Saved entries

+---+

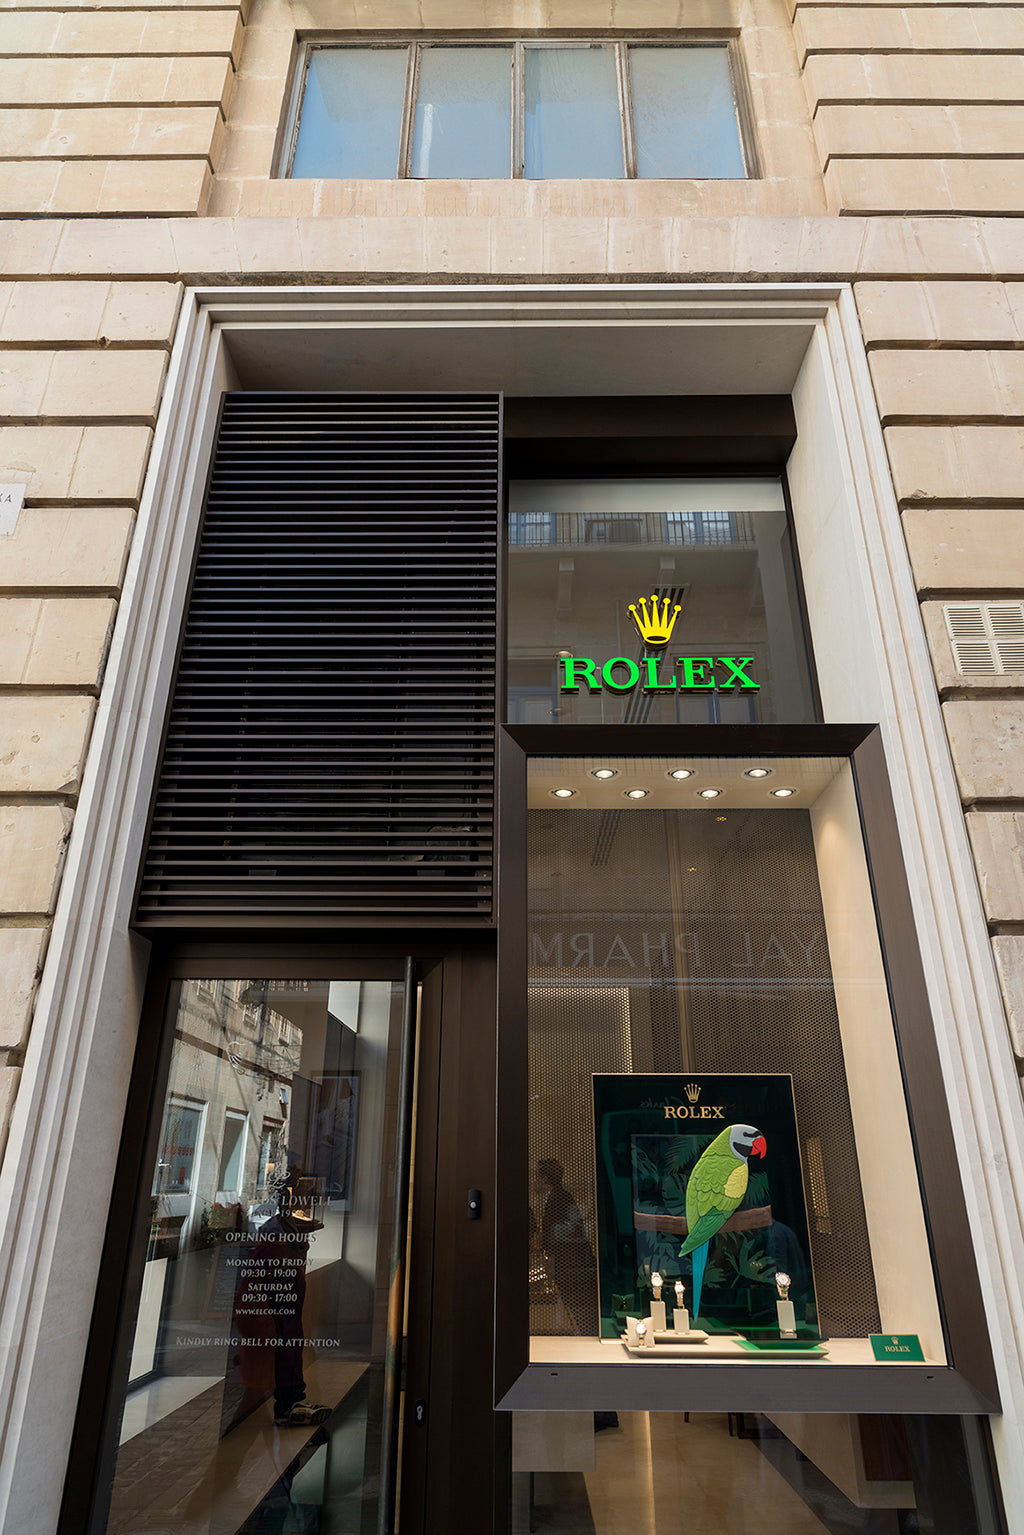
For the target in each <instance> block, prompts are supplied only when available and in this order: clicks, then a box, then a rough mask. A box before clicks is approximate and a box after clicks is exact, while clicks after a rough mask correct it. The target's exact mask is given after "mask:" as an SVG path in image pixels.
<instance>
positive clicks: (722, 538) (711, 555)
mask: <svg viewBox="0 0 1024 1535" xmlns="http://www.w3.org/2000/svg"><path fill="white" fill-rule="evenodd" d="M508 517H510V520H508V718H510V721H513V723H524V725H525V723H530V725H551V723H563V725H565V723H568V725H577V723H579V725H590V723H613V721H620V723H626V725H645V723H651V725H679V723H686V725H751V723H763V721H771V723H775V721H788V723H797V721H804V720H812V718H814V717H815V714H814V694H812V689H811V674H809V665H808V652H806V645H804V639H803V628H801V617H800V600H798V591H797V576H795V566H794V556H792V545H791V537H789V523H788V517H786V502H785V497H783V488H781V482H780V480H778V477H771V479H769V477H751V479H643V480H639V479H637V480H625V479H605V480H513V482H511V485H510V514H508ZM652 596H657V600H659V605H665V603H666V602H668V605H669V612H672V611H674V609H676V606H679V612H677V614H676V619H674V623H672V629H671V639H669V642H668V643H666V645H663V646H660V648H659V646H654V648H652V646H648V645H645V642H643V640H642V637H640V632H639V629H637V625H636V622H634V619H633V616H631V612H629V608H631V605H633V606H636V605H637V603H639V602H640V600H645V602H646V603H648V605H649V603H651V597H652ZM686 655H689V657H708V655H711V657H712V660H714V666H712V668H711V671H706V672H703V671H700V668H699V669H697V671H694V669H692V668H691V672H689V674H686V671H685V663H683V666H680V665H679V657H686ZM720 655H729V657H734V659H740V657H749V663H748V675H749V678H751V682H752V683H755V686H740V685H735V677H732V678H731V675H729V672H728V668H726V666H725V663H720V662H718V657H720ZM567 657H571V659H580V669H579V672H577V671H576V669H574V675H573V682H574V683H579V686H577V688H576V691H567V688H565V686H563V683H565V682H567V675H565V660H567ZM614 657H625V662H626V665H623V666H620V668H619V669H617V671H616V672H614V675H611V677H608V678H605V677H602V674H600V668H602V666H603V665H605V663H606V662H609V660H613V659H614ZM585 660H590V662H591V663H593V665H594V668H596V669H594V671H593V672H591V674H590V677H588V674H586V672H585V671H583V668H582V663H583V662H585ZM648 663H656V674H654V677H651V675H649V674H648ZM629 666H636V668H639V669H640V672H642V675H640V677H639V680H637V685H636V686H622V683H623V682H625V683H628V682H629V677H631V672H629ZM672 678H674V682H676V685H674V686H671V685H669V683H671V682H672ZM651 682H656V683H657V686H646V685H648V683H651ZM708 683H711V686H708Z"/></svg>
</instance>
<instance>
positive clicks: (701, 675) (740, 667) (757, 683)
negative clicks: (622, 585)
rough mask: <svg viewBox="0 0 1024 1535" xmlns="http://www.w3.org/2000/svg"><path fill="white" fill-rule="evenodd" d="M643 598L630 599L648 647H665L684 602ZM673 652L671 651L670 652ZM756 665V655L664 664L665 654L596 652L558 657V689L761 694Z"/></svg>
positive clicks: (718, 656) (710, 655)
mask: <svg viewBox="0 0 1024 1535" xmlns="http://www.w3.org/2000/svg"><path fill="white" fill-rule="evenodd" d="M649 602H651V606H649V609H648V599H646V597H640V599H639V606H637V603H633V602H631V603H629V614H631V617H633V622H634V623H636V626H637V634H639V635H640V639H642V642H643V645H645V646H646V648H648V649H657V651H665V649H666V646H668V643H669V640H671V637H672V629H674V628H676V619H677V617H679V611H680V609H679V603H676V606H672V605H671V600H669V599H668V597H663V599H662V597H657V596H654V594H651V599H649ZM669 655H671V652H669ZM752 665H754V657H752V655H671V660H669V662H668V665H663V655H660V654H659V655H642V657H640V660H636V662H634V660H631V657H628V655H613V657H609V659H608V660H606V662H599V660H596V659H594V657H591V655H562V657H559V668H560V677H559V692H582V691H583V688H585V689H586V691H588V692H600V691H602V689H603V688H606V689H608V691H609V692H629V691H631V689H633V688H637V686H639V688H640V691H642V692H758V689H760V686H761V685H760V683H758V682H754V678H752V677H751V674H749V668H751V666H752Z"/></svg>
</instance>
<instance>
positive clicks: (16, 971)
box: [0, 927, 49, 1050]
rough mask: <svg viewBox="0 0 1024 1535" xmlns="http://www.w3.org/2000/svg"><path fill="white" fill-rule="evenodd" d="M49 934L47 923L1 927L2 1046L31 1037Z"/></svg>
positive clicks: (0, 1042) (0, 927) (0, 987)
mask: <svg viewBox="0 0 1024 1535" xmlns="http://www.w3.org/2000/svg"><path fill="white" fill-rule="evenodd" d="M48 936H49V935H48V930H46V929H45V927H0V1050H17V1048H18V1047H20V1045H23V1044H25V1041H26V1039H28V1033H29V1024H31V1019H32V1002H34V998H35V987H37V985H38V976H40V972H41V969H43V955H45V952H46V939H48Z"/></svg>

+---+

Problem to solve
Reproduce every item above verbatim, line for line, and omit the pictures.

Answer to this problem
For the target in each <instance> block, prompts are supplied only when available and in this order: clicks, then a box, then a rough mask. A box before clicks is approximate and a box after clicks is exact, while clicks after a rough mask correct it. The target's exact mask is given after "mask:" as an SVG path in image pixels.
<instance>
positive clicks: (722, 538) (711, 555)
mask: <svg viewBox="0 0 1024 1535" xmlns="http://www.w3.org/2000/svg"><path fill="white" fill-rule="evenodd" d="M508 517H510V520H508V718H510V721H513V723H524V725H525V723H530V725H551V723H563V725H565V723H568V725H577V723H579V725H590V723H613V721H620V723H626V725H645V723H651V725H679V723H686V725H751V723H763V721H771V723H775V721H788V723H797V721H804V720H812V718H814V717H815V714H814V694H812V689H811V674H809V665H808V652H806V645H804V639H803V628H801V617H800V600H798V591H797V576H795V566H794V556H792V545H791V537H789V523H788V517H786V502H785V497H783V488H781V482H780V480H778V477H771V479H769V477H751V479H643V480H639V479H637V480H625V479H605V480H513V482H511V485H510V514H508ZM652 596H657V600H659V605H665V603H666V602H668V605H669V612H672V611H674V609H676V606H679V612H677V614H676V619H674V623H672V629H671V639H669V642H668V643H666V645H663V646H660V648H659V646H654V648H652V646H648V645H645V642H643V640H642V637H640V632H639V629H637V625H636V622H634V619H633V616H631V612H629V608H631V605H633V606H636V605H637V603H639V602H640V600H645V602H646V603H648V605H649V603H651V597H652ZM686 655H689V657H708V655H711V657H712V660H714V666H712V668H711V671H706V672H703V671H700V668H699V669H697V671H694V669H692V668H691V672H689V674H686V671H685V663H683V666H680V665H679V657H686ZM720 655H729V657H734V659H740V657H749V663H748V675H749V678H751V682H752V683H755V686H740V685H735V677H732V678H731V675H729V672H728V668H726V666H725V663H720V662H718V657H720ZM567 657H571V659H580V669H579V672H577V671H576V669H574V675H573V682H574V683H579V686H577V688H576V691H567V688H565V686H563V683H565V682H567V675H565V660H567ZM614 657H625V662H626V665H623V666H620V668H619V669H617V671H616V672H614V675H611V677H608V678H605V677H602V674H600V668H602V666H603V665H605V663H606V662H609V660H613V659H614ZM585 660H590V662H591V663H593V665H594V668H596V669H594V671H593V672H591V674H590V677H588V674H586V672H585V671H583V668H582V663H583V662H585ZM648 663H656V674H654V677H651V675H649V674H648ZM629 666H636V668H639V669H640V672H642V675H640V677H639V680H637V685H636V686H622V683H623V682H625V683H628V682H629V677H631V672H629ZM672 678H674V682H676V685H674V686H671V685H669V683H671V682H672ZM651 682H656V683H657V686H646V685H648V683H651ZM708 683H711V686H708Z"/></svg>
</instance>
<instance>
positive clicks: (701, 675) (740, 667) (757, 683)
negative clicks: (622, 585)
rough mask: <svg viewBox="0 0 1024 1535" xmlns="http://www.w3.org/2000/svg"><path fill="white" fill-rule="evenodd" d="M643 598L630 599L648 647H665L684 602ZM673 652L671 651L670 652ZM756 665V655L664 664L665 654L596 652L558 657V689L761 694Z"/></svg>
positive clicks: (718, 656) (710, 655)
mask: <svg viewBox="0 0 1024 1535" xmlns="http://www.w3.org/2000/svg"><path fill="white" fill-rule="evenodd" d="M649 602H651V606H649V609H648V599H646V597H640V599H639V606H637V603H633V602H631V603H629V614H631V617H633V622H634V623H636V626H637V634H639V635H640V639H642V642H643V645H645V646H646V648H648V649H657V651H665V649H666V646H668V643H669V640H671V637H672V629H674V628H676V619H677V617H679V611H680V609H679V603H676V606H672V605H671V600H669V599H668V597H663V599H662V597H657V596H654V594H651V599H649ZM669 655H671V652H669ZM752 665H754V657H752V655H671V660H669V662H668V665H663V655H660V654H659V655H642V657H640V660H636V662H634V660H631V657H628V655H613V657H609V659H608V660H606V662H599V660H596V659H594V657H591V655H562V657H559V668H560V677H559V692H582V691H583V688H585V689H586V691H588V692H600V691H602V689H603V688H606V689H608V691H609V692H629V691H631V689H633V688H637V686H639V688H640V691H642V692H758V689H760V686H761V685H760V683H758V682H754V678H752V677H751V674H749V668H751V666H752Z"/></svg>
</instance>
<instance>
positive clicks: (16, 971)
box: [0, 927, 49, 1050]
rough mask: <svg viewBox="0 0 1024 1535" xmlns="http://www.w3.org/2000/svg"><path fill="white" fill-rule="evenodd" d="M49 934L47 923L1 927L2 1046L31 1037Z"/></svg>
positive clicks: (0, 1042) (0, 927) (0, 987)
mask: <svg viewBox="0 0 1024 1535" xmlns="http://www.w3.org/2000/svg"><path fill="white" fill-rule="evenodd" d="M48 936H49V935H48V930H46V929H45V927H0V1050H17V1048H18V1047H20V1045H23V1044H25V1041H26V1039H28V1033H29V1024H31V1019H32V1002H34V998H35V987H37V985H38V976H40V972H41V969H43V955H45V952H46V939H48Z"/></svg>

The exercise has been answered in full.